**Exercise aim**
Report each line from the entries in which "cloud" can be found.
+ + + + + + +
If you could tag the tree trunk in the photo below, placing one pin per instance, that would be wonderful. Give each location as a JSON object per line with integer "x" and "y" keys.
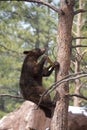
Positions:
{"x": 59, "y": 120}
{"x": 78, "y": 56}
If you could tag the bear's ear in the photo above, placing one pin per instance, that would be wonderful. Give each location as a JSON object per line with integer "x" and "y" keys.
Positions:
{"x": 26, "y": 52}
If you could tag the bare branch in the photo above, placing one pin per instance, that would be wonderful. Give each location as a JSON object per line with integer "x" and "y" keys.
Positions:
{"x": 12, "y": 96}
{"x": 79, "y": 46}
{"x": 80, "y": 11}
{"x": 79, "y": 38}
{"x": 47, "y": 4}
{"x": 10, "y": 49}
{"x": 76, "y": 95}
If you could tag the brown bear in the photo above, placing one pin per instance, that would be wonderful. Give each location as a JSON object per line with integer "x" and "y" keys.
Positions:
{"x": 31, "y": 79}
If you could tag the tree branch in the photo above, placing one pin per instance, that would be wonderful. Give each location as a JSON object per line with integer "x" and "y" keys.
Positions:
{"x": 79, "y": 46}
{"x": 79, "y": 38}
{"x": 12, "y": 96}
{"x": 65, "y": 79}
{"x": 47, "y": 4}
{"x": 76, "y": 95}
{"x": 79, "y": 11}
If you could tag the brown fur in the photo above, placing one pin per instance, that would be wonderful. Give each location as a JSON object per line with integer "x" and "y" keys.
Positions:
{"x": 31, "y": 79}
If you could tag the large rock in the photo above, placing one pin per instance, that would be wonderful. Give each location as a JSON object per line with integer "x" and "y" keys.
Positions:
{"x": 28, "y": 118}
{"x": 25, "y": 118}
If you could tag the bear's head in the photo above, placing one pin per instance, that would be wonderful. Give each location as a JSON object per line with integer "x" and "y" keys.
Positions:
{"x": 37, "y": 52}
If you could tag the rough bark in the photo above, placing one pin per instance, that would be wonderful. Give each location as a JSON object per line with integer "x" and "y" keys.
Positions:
+ + + + + + +
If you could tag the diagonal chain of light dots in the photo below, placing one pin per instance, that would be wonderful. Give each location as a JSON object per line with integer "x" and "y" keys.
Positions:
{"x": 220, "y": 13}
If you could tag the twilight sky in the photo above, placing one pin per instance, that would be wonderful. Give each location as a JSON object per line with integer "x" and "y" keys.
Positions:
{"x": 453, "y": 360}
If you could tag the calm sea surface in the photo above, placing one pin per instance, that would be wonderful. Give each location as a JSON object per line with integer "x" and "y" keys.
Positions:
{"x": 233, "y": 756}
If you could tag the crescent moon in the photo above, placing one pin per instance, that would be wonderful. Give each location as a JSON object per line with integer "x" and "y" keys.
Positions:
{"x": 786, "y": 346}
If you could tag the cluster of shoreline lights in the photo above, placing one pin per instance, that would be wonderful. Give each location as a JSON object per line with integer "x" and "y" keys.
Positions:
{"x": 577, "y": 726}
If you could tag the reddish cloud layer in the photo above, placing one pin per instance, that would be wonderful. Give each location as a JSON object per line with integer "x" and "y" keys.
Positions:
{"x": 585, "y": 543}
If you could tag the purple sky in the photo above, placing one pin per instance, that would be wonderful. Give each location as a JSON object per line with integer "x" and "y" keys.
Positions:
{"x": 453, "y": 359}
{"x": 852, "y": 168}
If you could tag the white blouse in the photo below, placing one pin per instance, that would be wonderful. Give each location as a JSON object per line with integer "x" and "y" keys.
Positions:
+ + + + + + +
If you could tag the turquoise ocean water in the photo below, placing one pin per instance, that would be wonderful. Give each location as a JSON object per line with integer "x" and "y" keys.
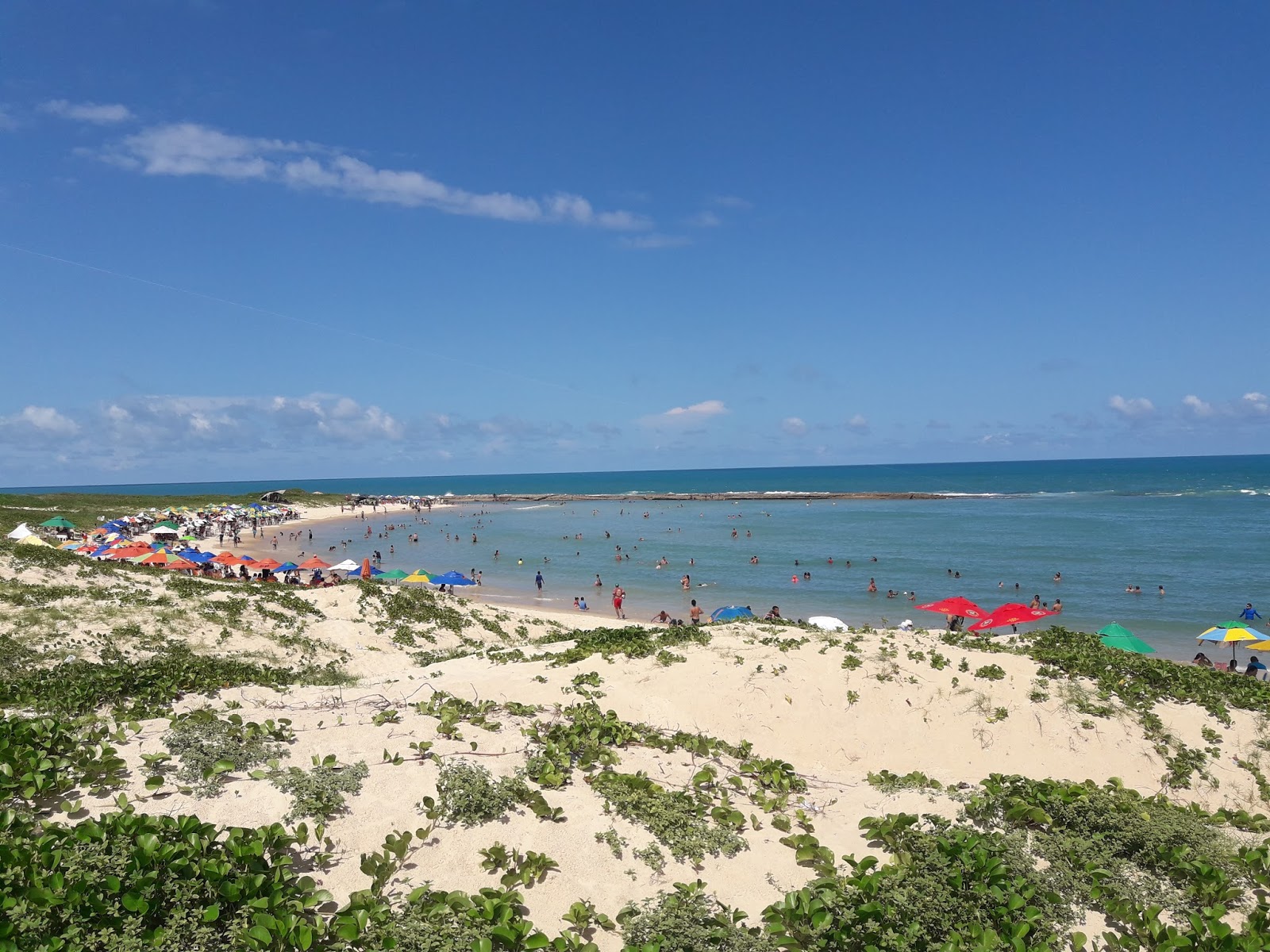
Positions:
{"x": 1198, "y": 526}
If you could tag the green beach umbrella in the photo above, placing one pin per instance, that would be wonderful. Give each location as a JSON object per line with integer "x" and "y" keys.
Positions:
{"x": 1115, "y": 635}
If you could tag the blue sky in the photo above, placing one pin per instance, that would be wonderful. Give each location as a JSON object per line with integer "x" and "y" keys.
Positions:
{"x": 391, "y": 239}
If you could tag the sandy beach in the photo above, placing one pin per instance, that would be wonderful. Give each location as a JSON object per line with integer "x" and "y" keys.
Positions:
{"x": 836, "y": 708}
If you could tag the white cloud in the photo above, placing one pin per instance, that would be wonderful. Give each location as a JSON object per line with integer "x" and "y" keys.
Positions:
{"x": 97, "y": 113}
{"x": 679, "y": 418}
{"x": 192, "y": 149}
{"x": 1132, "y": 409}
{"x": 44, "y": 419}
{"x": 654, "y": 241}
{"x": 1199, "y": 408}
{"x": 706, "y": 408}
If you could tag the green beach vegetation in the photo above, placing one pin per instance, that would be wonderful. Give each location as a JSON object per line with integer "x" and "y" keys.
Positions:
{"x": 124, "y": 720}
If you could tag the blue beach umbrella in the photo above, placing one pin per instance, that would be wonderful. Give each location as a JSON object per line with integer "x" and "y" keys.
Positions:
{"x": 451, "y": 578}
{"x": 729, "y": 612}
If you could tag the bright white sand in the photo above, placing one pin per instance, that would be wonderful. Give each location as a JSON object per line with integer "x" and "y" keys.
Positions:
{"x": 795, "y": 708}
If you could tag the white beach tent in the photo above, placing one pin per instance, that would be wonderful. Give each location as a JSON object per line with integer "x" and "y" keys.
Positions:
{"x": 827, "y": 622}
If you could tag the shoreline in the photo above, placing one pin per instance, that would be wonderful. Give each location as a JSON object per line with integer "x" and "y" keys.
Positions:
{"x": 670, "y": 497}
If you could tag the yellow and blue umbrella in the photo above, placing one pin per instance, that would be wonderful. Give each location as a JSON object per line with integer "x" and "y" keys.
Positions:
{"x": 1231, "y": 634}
+ + + + + + +
**Written solution**
If you could tag the reddish cloud layer in the photo above, placing one pin per instance, that would be wonderful. Give each location as a JSON object per line with integer "x" and "y" keys.
If you could tag the white cloud in the photo above, placing one pin per instance, that would be wonderful. Give each location as a JSON object per line with integer "x" and "y" keys.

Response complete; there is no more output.